**Exercise brief**.
Copy out the line containing "Could you please indicate the jersey" and each line after it, through the last one in the material, exactly as written.

(Object point labels)
◆ ◆ ◆ ◆ ◆ ◆ ◆

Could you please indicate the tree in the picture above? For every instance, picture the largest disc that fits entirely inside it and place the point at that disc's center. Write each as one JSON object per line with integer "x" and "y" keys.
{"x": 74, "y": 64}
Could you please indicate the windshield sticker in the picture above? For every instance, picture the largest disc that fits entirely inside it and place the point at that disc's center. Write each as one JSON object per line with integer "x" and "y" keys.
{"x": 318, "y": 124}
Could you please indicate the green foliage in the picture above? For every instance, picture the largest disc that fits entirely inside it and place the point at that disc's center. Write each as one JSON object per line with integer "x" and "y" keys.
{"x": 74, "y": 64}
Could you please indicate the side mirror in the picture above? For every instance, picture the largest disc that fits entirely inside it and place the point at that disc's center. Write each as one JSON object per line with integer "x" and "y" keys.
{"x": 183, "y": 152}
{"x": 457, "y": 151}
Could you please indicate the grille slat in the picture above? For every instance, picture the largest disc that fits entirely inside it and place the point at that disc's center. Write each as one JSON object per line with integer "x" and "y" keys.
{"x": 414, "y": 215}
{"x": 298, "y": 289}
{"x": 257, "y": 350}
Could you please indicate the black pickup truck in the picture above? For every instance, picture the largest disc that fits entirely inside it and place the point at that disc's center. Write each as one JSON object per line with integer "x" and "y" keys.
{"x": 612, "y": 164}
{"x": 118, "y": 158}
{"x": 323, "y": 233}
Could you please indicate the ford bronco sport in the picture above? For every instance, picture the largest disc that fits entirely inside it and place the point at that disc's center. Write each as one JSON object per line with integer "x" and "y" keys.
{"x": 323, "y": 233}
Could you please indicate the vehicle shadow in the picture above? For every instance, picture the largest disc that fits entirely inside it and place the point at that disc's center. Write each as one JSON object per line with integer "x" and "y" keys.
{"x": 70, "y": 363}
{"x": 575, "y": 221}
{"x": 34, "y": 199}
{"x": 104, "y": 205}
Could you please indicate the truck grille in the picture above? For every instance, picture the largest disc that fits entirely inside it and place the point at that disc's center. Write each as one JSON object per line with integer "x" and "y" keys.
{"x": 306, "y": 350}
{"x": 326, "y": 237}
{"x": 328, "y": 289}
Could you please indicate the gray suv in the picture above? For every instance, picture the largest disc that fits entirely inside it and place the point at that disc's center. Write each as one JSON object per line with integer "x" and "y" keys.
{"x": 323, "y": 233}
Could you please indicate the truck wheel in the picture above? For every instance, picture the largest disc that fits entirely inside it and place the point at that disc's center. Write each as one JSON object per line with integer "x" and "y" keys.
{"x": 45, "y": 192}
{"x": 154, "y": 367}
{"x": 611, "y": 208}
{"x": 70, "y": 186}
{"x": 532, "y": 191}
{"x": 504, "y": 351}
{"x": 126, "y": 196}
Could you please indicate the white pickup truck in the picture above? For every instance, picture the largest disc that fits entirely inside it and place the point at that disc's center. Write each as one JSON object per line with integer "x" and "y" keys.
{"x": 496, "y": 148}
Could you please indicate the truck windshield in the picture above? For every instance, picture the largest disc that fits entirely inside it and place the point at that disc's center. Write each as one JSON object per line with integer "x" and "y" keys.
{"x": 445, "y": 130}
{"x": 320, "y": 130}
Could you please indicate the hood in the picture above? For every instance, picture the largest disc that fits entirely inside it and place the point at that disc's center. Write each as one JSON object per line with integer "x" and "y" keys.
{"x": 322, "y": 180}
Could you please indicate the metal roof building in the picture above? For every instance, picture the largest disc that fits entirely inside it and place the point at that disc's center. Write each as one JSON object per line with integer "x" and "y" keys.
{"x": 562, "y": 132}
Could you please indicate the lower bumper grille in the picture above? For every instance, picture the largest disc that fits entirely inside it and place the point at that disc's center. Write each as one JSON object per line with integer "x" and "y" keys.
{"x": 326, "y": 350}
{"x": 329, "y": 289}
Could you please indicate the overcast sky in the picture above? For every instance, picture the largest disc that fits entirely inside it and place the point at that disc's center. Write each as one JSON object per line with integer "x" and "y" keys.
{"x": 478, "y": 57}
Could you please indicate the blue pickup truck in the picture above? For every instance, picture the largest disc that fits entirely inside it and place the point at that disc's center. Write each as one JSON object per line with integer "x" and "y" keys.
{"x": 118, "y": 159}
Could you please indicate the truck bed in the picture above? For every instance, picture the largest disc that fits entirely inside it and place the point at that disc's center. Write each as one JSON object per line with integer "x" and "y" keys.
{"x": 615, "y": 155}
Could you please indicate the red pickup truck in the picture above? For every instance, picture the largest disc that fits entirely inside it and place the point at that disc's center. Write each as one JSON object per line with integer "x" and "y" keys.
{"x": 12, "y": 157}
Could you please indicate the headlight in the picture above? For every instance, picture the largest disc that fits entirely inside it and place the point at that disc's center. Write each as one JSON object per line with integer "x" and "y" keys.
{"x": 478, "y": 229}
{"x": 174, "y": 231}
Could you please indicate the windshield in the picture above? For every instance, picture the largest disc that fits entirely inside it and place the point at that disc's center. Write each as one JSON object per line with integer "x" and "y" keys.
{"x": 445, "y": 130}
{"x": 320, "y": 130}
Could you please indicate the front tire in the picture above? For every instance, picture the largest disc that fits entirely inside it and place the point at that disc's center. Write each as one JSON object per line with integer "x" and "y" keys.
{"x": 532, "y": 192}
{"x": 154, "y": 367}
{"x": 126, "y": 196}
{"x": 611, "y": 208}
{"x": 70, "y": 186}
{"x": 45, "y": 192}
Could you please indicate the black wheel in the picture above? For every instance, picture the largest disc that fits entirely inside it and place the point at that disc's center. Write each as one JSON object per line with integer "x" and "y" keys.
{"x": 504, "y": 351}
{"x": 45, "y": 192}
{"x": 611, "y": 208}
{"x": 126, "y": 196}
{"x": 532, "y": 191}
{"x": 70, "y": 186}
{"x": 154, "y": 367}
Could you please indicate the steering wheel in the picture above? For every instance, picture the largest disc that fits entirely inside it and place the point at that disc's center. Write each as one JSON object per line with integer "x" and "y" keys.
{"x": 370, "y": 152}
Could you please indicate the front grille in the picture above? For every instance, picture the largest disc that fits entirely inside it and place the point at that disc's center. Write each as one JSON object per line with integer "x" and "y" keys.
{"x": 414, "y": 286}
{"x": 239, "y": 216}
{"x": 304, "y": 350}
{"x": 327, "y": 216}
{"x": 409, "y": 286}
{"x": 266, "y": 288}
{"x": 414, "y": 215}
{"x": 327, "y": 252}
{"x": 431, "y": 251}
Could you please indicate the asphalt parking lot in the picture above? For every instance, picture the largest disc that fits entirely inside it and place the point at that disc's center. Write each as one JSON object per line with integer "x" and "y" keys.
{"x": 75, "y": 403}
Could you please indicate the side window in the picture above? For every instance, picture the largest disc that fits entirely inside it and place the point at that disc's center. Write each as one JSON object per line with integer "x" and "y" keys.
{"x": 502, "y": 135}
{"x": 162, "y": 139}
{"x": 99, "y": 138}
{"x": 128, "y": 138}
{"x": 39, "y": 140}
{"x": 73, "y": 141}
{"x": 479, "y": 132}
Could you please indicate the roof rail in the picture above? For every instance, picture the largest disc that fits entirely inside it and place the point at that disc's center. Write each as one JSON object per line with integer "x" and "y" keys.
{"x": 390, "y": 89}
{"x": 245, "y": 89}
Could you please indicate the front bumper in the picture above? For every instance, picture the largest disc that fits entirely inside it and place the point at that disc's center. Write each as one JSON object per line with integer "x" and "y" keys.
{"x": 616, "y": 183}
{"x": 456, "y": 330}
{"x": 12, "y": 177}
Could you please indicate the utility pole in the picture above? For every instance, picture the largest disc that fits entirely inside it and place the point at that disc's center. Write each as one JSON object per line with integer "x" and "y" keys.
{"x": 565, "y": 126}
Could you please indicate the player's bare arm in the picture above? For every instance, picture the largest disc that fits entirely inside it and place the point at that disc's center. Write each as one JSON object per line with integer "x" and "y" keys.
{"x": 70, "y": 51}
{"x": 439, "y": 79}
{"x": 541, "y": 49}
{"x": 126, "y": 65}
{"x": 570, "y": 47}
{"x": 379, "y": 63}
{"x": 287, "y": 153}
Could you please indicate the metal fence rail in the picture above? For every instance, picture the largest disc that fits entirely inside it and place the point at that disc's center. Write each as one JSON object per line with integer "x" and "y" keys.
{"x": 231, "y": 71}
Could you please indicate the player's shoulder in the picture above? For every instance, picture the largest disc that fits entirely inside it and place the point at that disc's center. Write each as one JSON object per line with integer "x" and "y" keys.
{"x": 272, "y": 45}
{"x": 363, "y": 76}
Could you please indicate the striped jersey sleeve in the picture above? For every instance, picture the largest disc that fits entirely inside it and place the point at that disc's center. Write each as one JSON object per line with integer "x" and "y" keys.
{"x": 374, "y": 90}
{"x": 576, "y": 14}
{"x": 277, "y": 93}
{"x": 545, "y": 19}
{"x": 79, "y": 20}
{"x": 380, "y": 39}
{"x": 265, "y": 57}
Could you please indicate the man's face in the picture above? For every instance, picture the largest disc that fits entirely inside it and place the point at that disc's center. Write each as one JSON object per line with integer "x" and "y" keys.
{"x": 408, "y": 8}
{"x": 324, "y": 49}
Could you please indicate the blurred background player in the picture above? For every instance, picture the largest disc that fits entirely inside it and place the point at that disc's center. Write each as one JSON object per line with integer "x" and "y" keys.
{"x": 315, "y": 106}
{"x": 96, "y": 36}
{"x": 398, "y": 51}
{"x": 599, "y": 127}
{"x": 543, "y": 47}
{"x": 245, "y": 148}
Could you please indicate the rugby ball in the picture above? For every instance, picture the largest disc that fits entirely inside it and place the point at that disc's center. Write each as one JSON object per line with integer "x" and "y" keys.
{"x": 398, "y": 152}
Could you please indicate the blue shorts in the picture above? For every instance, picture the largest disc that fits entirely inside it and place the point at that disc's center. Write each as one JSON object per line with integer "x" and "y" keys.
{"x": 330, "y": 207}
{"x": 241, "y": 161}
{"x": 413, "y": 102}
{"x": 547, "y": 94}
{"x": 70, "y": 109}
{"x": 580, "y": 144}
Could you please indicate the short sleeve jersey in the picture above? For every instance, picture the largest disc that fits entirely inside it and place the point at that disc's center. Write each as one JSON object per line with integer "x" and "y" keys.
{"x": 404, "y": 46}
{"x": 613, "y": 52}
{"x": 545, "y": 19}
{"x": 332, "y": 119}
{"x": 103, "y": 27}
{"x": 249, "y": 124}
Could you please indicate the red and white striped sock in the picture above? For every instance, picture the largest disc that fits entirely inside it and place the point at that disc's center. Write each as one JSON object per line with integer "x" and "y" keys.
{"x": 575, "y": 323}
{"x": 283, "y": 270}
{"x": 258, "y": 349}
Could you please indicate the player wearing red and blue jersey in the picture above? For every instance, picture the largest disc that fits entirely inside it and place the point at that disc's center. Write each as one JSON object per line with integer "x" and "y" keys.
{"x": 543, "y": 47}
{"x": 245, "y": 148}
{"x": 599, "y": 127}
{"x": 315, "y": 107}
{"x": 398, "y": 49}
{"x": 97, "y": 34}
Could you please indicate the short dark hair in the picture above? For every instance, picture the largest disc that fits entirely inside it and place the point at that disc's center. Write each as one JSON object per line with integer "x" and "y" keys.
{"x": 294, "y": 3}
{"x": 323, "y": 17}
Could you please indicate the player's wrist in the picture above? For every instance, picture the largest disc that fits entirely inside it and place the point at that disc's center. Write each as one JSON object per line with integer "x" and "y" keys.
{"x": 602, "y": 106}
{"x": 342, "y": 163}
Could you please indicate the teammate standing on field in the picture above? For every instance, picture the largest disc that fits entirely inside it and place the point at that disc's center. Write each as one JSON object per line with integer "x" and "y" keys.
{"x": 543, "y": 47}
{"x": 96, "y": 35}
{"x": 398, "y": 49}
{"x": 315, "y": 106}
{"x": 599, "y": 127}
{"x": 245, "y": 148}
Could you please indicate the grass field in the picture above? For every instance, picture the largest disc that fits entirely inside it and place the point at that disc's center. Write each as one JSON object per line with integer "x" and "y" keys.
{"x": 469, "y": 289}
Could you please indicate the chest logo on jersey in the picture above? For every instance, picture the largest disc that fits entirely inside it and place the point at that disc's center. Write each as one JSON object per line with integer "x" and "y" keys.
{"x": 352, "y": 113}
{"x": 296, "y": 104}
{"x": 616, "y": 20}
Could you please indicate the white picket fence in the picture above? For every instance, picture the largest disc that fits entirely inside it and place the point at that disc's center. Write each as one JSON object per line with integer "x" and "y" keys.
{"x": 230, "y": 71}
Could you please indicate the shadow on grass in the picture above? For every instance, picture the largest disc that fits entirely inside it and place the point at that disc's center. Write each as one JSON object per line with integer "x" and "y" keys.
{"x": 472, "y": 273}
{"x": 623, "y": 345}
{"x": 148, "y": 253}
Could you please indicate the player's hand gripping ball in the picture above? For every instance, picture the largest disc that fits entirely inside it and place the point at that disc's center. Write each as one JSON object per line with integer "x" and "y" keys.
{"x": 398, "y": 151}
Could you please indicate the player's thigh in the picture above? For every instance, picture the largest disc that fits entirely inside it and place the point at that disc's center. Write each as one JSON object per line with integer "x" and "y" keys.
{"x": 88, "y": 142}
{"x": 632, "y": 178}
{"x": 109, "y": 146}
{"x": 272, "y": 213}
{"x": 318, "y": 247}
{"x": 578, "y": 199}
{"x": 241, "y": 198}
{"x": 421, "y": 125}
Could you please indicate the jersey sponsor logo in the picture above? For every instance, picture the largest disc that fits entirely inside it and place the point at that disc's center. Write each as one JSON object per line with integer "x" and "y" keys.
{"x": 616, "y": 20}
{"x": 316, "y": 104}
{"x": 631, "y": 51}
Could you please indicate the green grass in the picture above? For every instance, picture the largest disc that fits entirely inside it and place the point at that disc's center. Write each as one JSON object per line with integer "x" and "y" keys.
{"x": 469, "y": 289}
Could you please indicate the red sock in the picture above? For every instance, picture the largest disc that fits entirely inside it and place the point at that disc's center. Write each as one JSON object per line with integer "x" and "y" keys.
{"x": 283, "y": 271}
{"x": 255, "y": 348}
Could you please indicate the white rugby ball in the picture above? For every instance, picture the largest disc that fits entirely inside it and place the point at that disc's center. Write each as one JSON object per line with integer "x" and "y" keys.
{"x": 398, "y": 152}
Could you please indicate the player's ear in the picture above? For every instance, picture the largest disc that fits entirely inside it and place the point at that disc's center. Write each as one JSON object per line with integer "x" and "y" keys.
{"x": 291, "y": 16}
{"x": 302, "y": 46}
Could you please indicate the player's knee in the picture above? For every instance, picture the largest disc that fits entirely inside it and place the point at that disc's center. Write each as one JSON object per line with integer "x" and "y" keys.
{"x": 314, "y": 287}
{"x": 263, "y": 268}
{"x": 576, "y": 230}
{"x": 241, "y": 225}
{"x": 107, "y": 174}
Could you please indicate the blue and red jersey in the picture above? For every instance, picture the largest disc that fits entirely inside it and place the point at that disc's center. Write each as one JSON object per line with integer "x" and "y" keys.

◆ ◆ ◆ ◆ ◆ ◆ ◆

**Answer for the task**.
Could you please indicate the jersey sponsor logo in the picture above? For every instance, picture the largest disc that fits entirely inside it and place the point at that disc's center. Write each as one JSON object per line with integer "x" and "y" keys.
{"x": 616, "y": 20}
{"x": 316, "y": 104}
{"x": 631, "y": 51}
Could you please indicate the green grass in the picture above? For every instance, picture the largest disc that fits entirely inside it and place the point at that disc's center. Write each as one JSON object per line with integer "x" and "y" keys.
{"x": 469, "y": 289}
Could you please indicate the red sock in the picture above? For every instance, picture the largest disc that fits entirely inside it and place the point at that disc's center. Write each as one JSON object per line with integer "x" and "y" keys.
{"x": 283, "y": 271}
{"x": 255, "y": 348}
Could you please indicate the white rugby ball in the picture above? For every instance, picture the largest disc that fits entirely inside it and place the point at that disc's center. Write each as one JSON object per line with integer "x" and "y" keys.
{"x": 398, "y": 152}
Could you please indicate the player's ear in the picture above? For every instance, picture the largest disc that fits entirely inside it and place the point at that disc's center. Write each as one JSON object per line with integer "x" and "y" keys.
{"x": 291, "y": 16}
{"x": 302, "y": 46}
Could you please indicate the player's knee in the picture above? For every instance, picture the largest disc that fits entirely inside it and place the point at that disc's center. Write each as one JSON object per line with integer "x" and "y" keys.
{"x": 314, "y": 287}
{"x": 263, "y": 268}
{"x": 576, "y": 230}
{"x": 241, "y": 225}
{"x": 107, "y": 174}
Could you please indicate the blue and red jersey in the picture above? For every instance, picture the largest disc that fits entirely inside it and place the point at that disc's center. Write each as one JSON object per line with integer "x" and "y" keys.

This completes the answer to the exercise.